-- TASK PROMPT --
Reproduce the records starting at the line that contains "The service MUST place one dot on the largemouth" and running to the last line, exactly and in full.

══ RECORD SET

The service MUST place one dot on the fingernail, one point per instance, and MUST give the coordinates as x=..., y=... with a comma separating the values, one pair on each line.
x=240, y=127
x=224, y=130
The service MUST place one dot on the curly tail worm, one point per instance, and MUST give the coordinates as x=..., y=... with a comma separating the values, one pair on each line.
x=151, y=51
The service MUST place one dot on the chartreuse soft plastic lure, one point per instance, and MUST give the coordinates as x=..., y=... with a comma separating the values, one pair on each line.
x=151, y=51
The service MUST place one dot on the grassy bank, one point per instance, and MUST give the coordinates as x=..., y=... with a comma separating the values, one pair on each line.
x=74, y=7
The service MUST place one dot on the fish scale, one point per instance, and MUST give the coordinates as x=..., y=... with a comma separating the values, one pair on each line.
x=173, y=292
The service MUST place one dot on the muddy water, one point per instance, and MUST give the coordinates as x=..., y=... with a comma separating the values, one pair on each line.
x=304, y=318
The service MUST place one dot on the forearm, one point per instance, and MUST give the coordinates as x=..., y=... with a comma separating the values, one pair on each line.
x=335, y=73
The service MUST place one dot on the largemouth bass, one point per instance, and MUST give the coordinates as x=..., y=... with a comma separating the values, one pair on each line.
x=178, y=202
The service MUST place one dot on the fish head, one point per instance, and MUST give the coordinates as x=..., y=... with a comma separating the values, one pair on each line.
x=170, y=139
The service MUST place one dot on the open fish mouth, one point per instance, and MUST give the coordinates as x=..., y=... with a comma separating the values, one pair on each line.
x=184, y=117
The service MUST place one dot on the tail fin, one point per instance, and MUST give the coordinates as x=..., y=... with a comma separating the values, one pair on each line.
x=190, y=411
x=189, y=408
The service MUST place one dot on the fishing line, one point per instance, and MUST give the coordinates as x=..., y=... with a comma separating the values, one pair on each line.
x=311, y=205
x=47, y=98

════

-- TASK OUTPUT --
The service MUST place one dot on the largemouth bass, one point per instance, and MUST give the coordinates as x=..., y=... with a comma separating the values, one pair on each line.
x=178, y=202
The service MUST place one dot on the fish head, one point per instance, and MUST give the coordinates as x=..., y=... with a comma separating the values, one pair on each line.
x=170, y=139
The service MUST place one dot on the open fish mouth, one point per instance, and MUST give the coordinates as x=..., y=... with a comma separating the values, one pair on each line.
x=184, y=117
The service MUST place one dot on the tail fin, one point per instance, and MUST give the coordinates as x=..., y=... with a comma separating the values, one pair on each line.
x=190, y=411
x=189, y=408
The service MUST place one dot on the fishing line, one point per instance, and MUST give the coordinates as x=..., y=... with a comma separating the values, one pair on each line.
x=311, y=205
x=47, y=98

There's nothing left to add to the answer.